===== DATA IN THIS EXERCISE =====
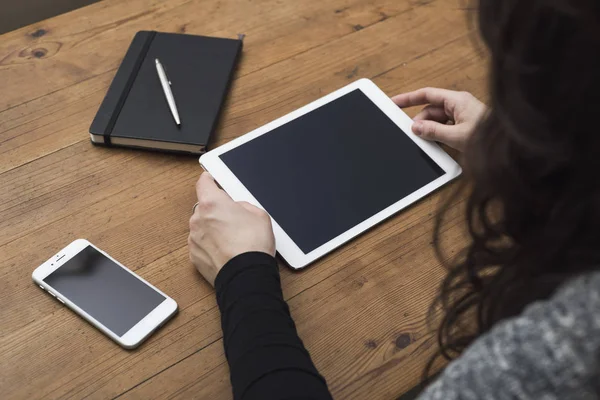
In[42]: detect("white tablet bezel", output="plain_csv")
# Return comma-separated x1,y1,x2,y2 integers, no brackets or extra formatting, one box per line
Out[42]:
200,79,462,269
31,239,177,349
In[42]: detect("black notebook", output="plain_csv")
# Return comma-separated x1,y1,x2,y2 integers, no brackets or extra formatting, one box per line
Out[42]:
90,31,242,154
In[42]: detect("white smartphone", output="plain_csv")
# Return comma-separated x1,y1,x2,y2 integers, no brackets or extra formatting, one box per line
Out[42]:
32,239,177,349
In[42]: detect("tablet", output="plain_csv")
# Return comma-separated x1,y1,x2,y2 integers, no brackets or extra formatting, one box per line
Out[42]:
200,79,461,269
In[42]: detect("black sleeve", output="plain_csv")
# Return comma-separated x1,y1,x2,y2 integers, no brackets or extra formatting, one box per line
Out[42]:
215,253,331,400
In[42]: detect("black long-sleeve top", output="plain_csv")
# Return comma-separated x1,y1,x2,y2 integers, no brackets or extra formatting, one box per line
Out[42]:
215,252,331,400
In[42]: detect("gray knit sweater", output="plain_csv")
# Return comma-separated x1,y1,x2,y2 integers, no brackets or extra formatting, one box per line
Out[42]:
419,272,600,400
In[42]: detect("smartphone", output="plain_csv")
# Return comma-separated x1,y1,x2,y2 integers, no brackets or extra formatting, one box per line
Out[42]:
32,239,177,349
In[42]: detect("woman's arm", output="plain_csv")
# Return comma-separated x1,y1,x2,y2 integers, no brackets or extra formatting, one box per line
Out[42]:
215,252,331,400
188,173,331,400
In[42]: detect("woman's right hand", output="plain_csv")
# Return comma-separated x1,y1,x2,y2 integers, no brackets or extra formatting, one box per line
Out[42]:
392,88,487,151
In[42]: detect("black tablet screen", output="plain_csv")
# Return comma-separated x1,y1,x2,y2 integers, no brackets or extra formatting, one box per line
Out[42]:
220,89,444,253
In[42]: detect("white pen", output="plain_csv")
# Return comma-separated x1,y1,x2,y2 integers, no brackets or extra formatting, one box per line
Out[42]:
154,58,181,126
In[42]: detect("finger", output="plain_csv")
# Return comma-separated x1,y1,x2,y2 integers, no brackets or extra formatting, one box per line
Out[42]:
196,172,233,201
413,121,460,145
238,201,260,212
413,105,450,124
392,88,460,108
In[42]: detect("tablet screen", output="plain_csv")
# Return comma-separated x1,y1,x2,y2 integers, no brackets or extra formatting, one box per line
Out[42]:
220,89,444,254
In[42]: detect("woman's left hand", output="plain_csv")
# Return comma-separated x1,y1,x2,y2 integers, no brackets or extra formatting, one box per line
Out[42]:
188,172,275,286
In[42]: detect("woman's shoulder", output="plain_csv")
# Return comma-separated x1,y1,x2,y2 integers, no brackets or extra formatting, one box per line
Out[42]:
421,271,600,399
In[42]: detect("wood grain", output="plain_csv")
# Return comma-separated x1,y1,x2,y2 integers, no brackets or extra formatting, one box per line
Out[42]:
0,0,485,399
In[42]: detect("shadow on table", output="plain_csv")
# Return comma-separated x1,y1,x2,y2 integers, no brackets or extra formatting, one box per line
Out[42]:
0,0,98,35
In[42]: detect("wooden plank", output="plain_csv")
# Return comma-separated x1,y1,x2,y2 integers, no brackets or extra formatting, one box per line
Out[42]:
0,0,485,399
0,0,411,173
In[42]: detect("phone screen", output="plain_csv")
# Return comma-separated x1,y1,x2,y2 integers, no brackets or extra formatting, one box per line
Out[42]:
44,246,166,336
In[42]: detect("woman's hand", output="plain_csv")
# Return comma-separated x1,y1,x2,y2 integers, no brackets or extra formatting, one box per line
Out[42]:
392,88,487,151
188,172,275,286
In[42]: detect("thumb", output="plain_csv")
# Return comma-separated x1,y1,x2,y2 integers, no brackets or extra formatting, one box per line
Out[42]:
412,121,456,144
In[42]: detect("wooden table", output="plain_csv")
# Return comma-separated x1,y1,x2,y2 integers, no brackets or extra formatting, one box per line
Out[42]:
0,0,485,399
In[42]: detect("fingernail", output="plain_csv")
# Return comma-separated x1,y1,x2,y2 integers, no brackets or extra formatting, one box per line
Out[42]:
413,121,423,136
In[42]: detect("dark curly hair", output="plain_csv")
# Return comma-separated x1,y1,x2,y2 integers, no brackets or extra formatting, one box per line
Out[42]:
426,0,600,375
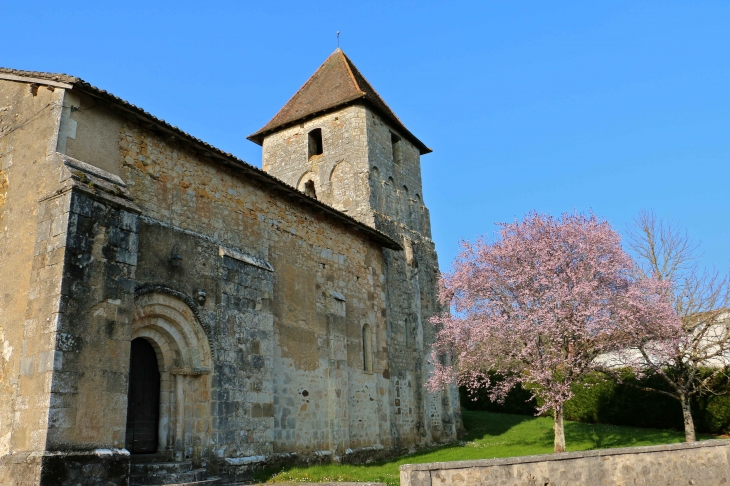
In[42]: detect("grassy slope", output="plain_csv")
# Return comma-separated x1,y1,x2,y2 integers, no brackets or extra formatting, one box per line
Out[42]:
257,411,715,486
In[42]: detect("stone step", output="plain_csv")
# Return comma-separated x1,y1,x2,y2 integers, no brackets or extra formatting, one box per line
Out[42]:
164,478,221,486
129,461,193,475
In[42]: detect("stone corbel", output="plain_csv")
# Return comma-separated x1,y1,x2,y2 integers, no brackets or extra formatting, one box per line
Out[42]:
170,368,210,376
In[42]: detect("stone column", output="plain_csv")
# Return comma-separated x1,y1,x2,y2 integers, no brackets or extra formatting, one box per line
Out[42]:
157,371,172,452
175,374,185,462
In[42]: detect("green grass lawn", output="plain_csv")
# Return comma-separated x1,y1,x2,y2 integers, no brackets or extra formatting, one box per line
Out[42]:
256,411,716,486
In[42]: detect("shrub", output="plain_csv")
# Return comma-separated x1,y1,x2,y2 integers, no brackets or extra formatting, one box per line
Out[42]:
461,370,730,434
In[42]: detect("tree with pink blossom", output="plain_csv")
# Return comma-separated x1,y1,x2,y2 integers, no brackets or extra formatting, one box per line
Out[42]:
428,212,681,452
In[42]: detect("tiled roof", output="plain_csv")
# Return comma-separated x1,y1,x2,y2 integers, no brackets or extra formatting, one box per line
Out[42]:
0,67,403,250
248,48,431,154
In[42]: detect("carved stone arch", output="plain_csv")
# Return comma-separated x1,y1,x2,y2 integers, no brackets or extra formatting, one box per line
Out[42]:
297,170,317,199
128,285,215,461
133,285,216,359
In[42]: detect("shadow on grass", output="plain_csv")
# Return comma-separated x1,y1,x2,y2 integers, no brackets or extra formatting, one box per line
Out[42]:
255,411,714,486
461,410,535,441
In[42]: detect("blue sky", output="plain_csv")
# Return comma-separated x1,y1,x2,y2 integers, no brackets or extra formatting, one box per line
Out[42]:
0,0,730,269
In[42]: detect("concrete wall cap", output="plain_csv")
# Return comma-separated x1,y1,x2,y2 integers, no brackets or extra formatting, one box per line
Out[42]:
399,439,730,471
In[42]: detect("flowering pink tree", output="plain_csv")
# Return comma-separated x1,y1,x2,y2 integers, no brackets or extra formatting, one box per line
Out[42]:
428,213,680,452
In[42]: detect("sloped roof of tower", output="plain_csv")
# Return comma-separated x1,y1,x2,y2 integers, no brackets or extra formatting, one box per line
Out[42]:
247,47,431,154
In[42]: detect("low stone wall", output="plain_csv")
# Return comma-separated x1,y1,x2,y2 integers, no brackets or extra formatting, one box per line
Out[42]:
400,440,730,486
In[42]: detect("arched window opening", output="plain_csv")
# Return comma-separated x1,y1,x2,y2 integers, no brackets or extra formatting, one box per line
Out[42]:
370,166,383,212
390,132,402,165
403,317,413,346
362,324,373,373
308,128,324,159
402,186,412,225
304,179,317,199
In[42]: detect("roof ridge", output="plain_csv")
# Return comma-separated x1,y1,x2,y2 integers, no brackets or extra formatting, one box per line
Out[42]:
342,52,405,128
335,47,367,95
252,51,342,137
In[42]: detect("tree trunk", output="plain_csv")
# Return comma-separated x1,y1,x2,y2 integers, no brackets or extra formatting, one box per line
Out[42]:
553,404,564,452
679,394,697,442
=====
* [GIVEN INSTRUCTION] Rewrite the items from the start through the line containing "31,239,177,349", inclusive, with the requests kept and 78 added to every bounding-box coordinate in the answers. Omit the pictures.

* [WORKED ANSWER]
In[42]: detect("white tablet bezel", output="plain_csv")
# Return comma-separated x1,y1,x2,y2 integers, no brackets or extra formatting, one box per line
Out[42]:
278,157,540,347
109,317,255,427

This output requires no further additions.